THE EXERCISE:
Turn every line of the listing below into a Markdown table with the columns "Row" and "Line", numbering the rows and leaving out blank lines. Omit the pictures from the table.

Named region outline listing
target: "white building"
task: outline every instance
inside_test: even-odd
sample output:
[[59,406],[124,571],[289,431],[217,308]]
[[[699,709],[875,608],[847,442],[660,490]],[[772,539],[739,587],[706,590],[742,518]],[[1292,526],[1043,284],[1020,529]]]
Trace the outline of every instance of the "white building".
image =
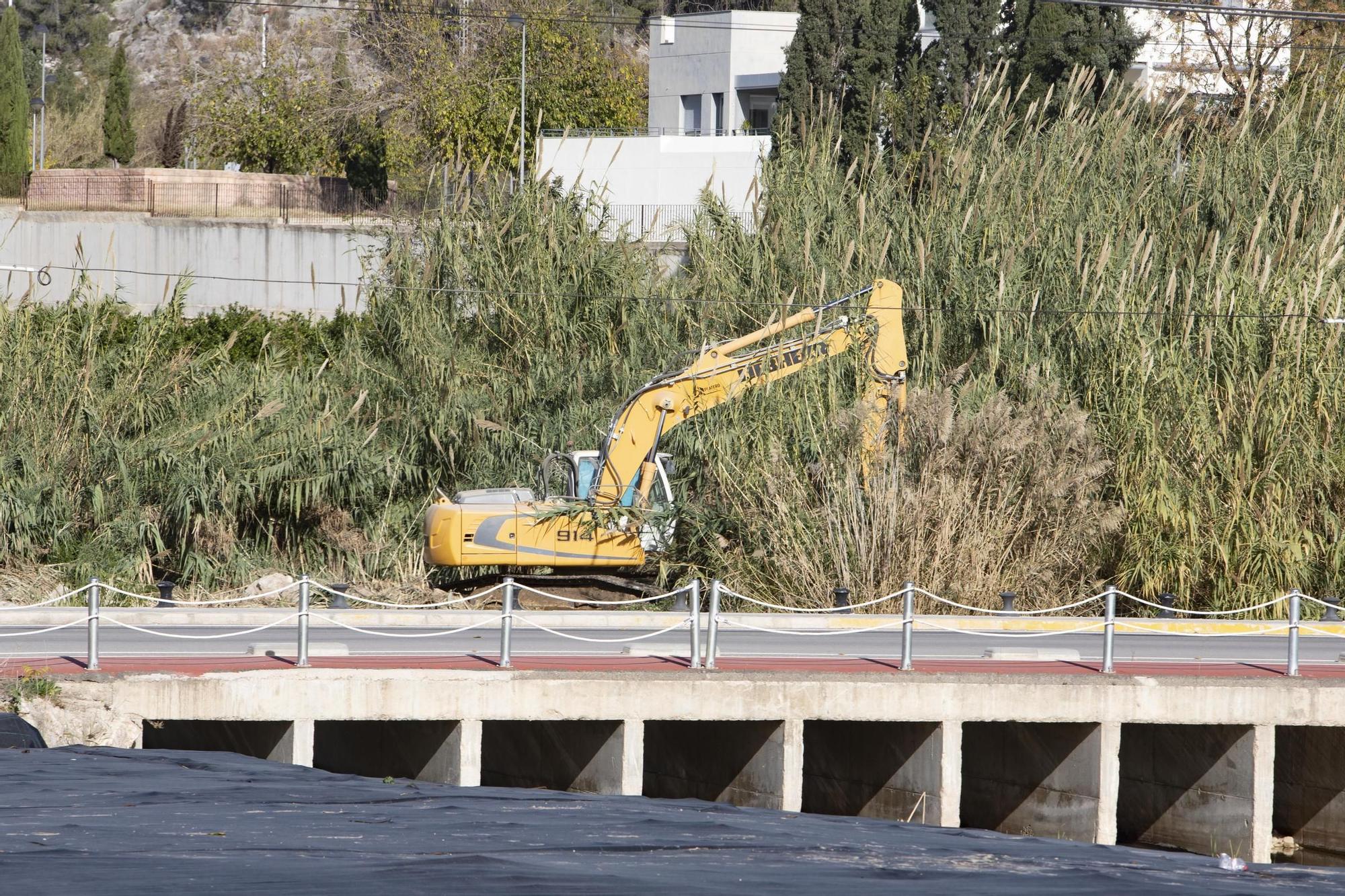
[[650,23],[650,128],[768,130],[796,12],[701,12]]
[[[1291,0],[1233,1],[1291,8]],[[1282,20],[1154,9],[1127,15],[1149,39],[1126,77],[1153,97],[1229,94],[1241,89],[1239,79],[1287,73],[1290,30]],[[794,12],[748,11],[654,19],[648,128],[545,133],[535,170],[608,203],[605,226],[625,225],[650,239],[678,238],[706,190],[751,226],[798,22]],[[921,8],[921,50],[937,34]]]
[[650,27],[650,118],[628,133],[543,133],[538,171],[609,204],[608,227],[677,239],[703,191],[752,226],[795,12],[662,16]]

RESULT:
| Row | Line |
|---|---|
| 1 | target: "white building" |
| 2 | task: outline every instance |
| 3 | inside_test: even-odd |
| 4 | sample output: |
| 5 | [[59,406],[124,571],[289,431],[217,308]] |
| 6 | [[[699,709],[875,608],[847,442],[660,490]],[[772,539],[739,587],[706,590],[742,518]],[[1292,526],[1043,284],[1020,529]]] |
| 7 | Trace the outline of every instance of the "white building". |
| 8 | image = |
| 9 | [[650,23],[650,128],[768,130],[796,12],[701,12]] |
| 10 | [[[1291,0],[1233,1],[1291,8]],[[1282,20],[1154,9],[1127,15],[1149,39],[1126,77],[1153,97],[1229,94],[1241,89],[1239,79],[1287,73],[1290,30]],[[794,12],[748,11],[654,19],[648,128],[545,133],[535,170],[608,203],[605,226],[625,225],[650,239],[678,238],[706,190],[751,226],[798,22]],[[921,8],[921,50],[937,34]]] |
| 11 | [[650,27],[650,118],[628,133],[543,133],[538,171],[609,204],[608,227],[677,239],[703,191],[752,226],[795,12],[662,16]] |